• _AIM_
Reproduce only the lines that run from the line with "Where can the white partition" to the last line of the material, both ends included, exactly as they appear.

:::

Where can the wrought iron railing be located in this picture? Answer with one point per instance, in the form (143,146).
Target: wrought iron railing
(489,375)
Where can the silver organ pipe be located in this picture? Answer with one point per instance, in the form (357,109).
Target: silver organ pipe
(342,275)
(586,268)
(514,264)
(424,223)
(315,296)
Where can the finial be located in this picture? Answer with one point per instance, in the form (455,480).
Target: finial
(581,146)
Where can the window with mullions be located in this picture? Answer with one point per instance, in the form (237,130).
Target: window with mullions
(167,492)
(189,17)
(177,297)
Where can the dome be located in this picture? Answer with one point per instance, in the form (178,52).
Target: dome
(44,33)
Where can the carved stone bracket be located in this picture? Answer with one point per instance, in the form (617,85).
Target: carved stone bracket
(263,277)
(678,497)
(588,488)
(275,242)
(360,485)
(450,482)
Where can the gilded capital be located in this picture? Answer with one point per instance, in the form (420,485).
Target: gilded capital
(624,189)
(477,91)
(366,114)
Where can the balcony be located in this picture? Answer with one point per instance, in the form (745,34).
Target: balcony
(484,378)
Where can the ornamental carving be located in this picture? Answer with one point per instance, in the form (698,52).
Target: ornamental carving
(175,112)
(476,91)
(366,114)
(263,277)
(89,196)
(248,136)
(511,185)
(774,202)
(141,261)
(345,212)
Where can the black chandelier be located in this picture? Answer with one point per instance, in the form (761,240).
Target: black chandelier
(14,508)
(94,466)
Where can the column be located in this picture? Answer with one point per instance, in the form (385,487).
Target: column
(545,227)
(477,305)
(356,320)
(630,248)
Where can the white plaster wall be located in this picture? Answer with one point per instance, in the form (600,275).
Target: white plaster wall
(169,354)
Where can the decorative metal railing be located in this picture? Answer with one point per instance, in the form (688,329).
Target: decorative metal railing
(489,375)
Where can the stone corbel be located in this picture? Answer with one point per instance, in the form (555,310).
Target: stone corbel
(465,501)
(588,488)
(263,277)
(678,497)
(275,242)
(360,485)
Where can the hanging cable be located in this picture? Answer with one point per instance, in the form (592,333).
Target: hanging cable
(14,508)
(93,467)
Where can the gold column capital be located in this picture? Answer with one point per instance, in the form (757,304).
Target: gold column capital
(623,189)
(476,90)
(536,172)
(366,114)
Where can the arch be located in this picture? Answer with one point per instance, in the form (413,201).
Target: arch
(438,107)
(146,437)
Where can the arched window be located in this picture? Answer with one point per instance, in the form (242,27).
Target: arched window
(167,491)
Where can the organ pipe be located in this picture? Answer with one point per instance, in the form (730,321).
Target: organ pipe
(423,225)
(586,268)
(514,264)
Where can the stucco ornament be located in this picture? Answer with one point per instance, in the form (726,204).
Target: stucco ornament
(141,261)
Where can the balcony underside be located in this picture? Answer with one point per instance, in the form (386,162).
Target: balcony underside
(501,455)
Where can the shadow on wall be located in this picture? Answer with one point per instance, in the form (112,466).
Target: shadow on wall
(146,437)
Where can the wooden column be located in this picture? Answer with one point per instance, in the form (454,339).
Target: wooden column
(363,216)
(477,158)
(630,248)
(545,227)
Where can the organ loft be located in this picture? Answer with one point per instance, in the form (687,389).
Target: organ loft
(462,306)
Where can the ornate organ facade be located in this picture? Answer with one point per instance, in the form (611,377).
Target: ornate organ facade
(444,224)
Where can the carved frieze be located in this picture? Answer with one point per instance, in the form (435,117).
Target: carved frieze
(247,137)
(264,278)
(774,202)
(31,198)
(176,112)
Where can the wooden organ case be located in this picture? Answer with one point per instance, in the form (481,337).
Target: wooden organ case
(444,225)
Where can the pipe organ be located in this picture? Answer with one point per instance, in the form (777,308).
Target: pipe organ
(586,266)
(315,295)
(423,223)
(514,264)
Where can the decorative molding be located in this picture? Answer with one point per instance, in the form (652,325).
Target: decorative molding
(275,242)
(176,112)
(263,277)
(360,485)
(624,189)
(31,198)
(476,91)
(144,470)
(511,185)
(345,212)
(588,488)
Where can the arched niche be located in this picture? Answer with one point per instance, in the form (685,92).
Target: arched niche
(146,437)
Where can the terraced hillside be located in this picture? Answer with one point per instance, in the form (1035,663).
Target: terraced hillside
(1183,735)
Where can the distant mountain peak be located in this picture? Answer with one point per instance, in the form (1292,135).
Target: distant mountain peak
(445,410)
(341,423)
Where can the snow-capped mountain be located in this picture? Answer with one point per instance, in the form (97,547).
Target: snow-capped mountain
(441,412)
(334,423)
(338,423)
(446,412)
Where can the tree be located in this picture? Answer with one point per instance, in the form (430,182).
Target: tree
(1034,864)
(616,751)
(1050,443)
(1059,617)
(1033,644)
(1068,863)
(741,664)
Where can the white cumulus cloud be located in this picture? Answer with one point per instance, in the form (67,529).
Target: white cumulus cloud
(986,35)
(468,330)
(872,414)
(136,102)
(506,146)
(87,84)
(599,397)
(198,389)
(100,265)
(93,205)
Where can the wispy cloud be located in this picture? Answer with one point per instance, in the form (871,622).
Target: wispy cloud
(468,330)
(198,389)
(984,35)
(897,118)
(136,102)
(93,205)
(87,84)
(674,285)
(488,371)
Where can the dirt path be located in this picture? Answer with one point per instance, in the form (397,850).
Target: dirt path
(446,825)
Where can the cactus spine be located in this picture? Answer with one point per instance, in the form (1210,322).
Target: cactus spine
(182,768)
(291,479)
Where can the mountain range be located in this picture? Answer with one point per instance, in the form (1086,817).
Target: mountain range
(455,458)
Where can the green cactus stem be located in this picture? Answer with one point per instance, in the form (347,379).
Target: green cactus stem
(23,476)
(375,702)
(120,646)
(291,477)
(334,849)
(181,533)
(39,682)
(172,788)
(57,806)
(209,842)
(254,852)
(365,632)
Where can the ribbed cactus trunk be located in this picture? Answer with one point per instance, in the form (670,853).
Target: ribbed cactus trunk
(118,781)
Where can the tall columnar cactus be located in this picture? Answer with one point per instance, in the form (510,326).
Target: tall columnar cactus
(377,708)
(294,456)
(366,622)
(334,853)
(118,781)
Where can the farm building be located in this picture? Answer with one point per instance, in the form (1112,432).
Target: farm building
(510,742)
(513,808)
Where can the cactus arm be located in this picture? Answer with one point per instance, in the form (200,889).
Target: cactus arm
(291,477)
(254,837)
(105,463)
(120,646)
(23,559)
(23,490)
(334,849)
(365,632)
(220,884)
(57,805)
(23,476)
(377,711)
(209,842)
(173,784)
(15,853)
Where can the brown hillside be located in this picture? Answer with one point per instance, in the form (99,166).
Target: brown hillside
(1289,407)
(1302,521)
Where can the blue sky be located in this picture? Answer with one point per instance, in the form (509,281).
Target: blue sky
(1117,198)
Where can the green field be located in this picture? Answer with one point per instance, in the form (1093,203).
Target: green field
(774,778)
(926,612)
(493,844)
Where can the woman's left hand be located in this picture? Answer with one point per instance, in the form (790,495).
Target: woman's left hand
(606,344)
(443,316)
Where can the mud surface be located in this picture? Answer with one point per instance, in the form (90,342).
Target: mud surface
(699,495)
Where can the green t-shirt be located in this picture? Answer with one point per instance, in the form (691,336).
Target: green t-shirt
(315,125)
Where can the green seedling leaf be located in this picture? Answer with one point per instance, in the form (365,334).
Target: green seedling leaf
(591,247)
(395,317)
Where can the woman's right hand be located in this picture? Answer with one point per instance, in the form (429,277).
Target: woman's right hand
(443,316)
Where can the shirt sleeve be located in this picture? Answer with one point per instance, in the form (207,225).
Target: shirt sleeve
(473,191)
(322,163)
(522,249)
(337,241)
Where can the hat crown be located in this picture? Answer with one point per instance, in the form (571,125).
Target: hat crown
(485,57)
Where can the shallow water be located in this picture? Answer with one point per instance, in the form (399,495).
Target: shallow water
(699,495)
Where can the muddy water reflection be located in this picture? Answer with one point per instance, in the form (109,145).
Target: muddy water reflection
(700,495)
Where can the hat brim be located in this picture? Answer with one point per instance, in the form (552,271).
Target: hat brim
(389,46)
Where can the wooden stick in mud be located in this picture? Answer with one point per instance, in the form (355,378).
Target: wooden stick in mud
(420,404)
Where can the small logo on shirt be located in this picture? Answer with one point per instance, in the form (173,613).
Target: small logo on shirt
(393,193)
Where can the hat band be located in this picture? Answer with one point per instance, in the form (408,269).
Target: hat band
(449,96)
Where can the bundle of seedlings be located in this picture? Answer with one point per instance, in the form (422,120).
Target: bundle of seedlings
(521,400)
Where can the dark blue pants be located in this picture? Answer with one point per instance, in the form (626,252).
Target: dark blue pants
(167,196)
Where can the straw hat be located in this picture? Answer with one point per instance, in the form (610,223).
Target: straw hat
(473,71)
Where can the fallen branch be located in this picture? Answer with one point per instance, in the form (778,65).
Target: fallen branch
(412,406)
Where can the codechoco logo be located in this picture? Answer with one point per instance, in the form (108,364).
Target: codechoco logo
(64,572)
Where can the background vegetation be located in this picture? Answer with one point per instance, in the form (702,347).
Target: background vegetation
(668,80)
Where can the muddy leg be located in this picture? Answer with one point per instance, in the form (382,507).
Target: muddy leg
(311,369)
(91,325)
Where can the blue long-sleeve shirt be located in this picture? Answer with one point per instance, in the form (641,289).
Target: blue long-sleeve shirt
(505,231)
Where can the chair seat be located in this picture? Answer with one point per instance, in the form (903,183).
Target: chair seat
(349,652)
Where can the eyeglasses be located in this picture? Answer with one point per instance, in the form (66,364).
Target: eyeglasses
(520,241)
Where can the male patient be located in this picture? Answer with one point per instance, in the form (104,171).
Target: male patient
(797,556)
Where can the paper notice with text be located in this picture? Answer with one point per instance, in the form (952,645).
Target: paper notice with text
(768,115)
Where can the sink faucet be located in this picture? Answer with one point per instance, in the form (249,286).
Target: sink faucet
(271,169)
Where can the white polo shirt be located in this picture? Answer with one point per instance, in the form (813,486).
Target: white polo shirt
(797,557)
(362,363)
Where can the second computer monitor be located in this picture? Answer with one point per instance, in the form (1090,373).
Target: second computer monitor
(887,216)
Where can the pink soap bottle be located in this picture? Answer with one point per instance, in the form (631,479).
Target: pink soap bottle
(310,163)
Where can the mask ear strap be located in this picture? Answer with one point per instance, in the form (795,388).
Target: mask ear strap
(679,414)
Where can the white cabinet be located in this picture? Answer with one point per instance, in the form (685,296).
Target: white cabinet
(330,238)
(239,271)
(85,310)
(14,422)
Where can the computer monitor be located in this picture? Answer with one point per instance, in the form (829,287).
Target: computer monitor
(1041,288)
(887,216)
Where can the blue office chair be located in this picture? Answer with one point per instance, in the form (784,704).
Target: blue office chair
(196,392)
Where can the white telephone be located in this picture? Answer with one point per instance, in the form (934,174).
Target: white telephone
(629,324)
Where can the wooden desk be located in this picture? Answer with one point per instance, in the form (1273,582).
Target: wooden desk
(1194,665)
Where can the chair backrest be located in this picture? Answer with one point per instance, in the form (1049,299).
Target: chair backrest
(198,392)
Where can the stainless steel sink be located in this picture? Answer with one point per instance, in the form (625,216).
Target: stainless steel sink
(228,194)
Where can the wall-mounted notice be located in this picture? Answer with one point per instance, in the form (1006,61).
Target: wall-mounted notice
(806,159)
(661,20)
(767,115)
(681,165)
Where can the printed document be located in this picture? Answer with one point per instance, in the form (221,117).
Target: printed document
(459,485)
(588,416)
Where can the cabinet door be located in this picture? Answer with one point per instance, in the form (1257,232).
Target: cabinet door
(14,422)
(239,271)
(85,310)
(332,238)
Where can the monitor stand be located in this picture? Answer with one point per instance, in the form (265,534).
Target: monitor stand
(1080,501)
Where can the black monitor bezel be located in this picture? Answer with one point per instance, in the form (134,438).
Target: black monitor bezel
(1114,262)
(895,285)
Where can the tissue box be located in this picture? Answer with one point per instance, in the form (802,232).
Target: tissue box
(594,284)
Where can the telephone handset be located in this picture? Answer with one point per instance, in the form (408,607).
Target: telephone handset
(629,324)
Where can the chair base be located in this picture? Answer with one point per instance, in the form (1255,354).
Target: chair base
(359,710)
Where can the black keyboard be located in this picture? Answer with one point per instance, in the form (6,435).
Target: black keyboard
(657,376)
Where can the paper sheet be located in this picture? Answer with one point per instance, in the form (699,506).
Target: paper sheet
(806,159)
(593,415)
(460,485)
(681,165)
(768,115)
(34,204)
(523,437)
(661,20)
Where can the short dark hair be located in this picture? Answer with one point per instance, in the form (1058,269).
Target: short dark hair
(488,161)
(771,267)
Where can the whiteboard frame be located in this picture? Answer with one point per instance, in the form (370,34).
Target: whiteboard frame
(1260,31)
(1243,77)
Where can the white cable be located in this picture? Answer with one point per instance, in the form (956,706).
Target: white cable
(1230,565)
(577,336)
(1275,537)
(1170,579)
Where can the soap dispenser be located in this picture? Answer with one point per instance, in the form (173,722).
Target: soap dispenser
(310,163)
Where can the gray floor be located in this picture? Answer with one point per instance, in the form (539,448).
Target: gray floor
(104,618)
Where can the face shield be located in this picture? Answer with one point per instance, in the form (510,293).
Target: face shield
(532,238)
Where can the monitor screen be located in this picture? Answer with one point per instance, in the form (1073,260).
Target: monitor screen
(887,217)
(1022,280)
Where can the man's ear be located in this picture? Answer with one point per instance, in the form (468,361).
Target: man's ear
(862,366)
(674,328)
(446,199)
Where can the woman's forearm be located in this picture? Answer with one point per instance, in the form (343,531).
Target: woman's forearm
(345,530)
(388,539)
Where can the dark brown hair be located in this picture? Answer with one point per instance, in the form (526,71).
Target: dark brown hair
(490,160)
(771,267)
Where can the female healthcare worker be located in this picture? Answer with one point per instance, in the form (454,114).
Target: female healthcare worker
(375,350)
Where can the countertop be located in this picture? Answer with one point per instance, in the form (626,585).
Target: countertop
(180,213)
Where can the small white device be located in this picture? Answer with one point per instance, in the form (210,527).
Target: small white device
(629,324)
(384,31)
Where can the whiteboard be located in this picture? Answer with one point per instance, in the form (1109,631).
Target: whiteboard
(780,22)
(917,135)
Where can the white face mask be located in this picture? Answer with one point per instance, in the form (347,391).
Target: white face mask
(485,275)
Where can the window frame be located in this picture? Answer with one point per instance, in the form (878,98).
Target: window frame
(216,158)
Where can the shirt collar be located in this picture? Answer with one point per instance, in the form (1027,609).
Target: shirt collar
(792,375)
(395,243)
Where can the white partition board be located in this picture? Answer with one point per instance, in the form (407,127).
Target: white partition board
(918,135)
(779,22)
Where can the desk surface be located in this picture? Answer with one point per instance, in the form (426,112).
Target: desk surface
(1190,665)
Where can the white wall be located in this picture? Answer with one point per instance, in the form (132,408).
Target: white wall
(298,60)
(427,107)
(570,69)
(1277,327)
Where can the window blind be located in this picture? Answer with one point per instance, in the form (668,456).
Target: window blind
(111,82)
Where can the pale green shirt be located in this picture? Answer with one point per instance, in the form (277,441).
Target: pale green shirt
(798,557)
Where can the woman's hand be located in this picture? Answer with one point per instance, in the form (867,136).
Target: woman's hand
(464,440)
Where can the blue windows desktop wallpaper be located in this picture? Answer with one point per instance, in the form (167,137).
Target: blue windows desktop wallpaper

:::

• _OUTPUT OF THE EXERCISE_
Where can the white partition board be located in this picture? Answer with one point per instance, in the form (407,127).
Target: white partition board
(918,135)
(779,22)
Where can the desk surface be located in this picture? Answer with one point per instance, in the form (426,112).
Target: desk surface
(1190,665)
Where can the white wall be located in this picture? Answer with one point per instance, in the form (132,408).
Target: white wall
(298,60)
(427,107)
(570,69)
(1277,327)
Where can the window blind be located in this picture? Answer with one point per instance, in the form (668,456).
Target: window blind
(111,82)
Where can the pale green shirt be located in this picture? Answer with one point per instance, in the form (277,441).
Target: pale green shirt
(798,557)
Where can the woman's hand be located in this picture? Answer with one point per instance, in the form (867,136).
Target: woman's hand
(464,440)
Where can the blue windows desktop wallpaper be located in this picture? Answer with one point per instance, in the form (167,137).
Target: blue windows desktop wallpaper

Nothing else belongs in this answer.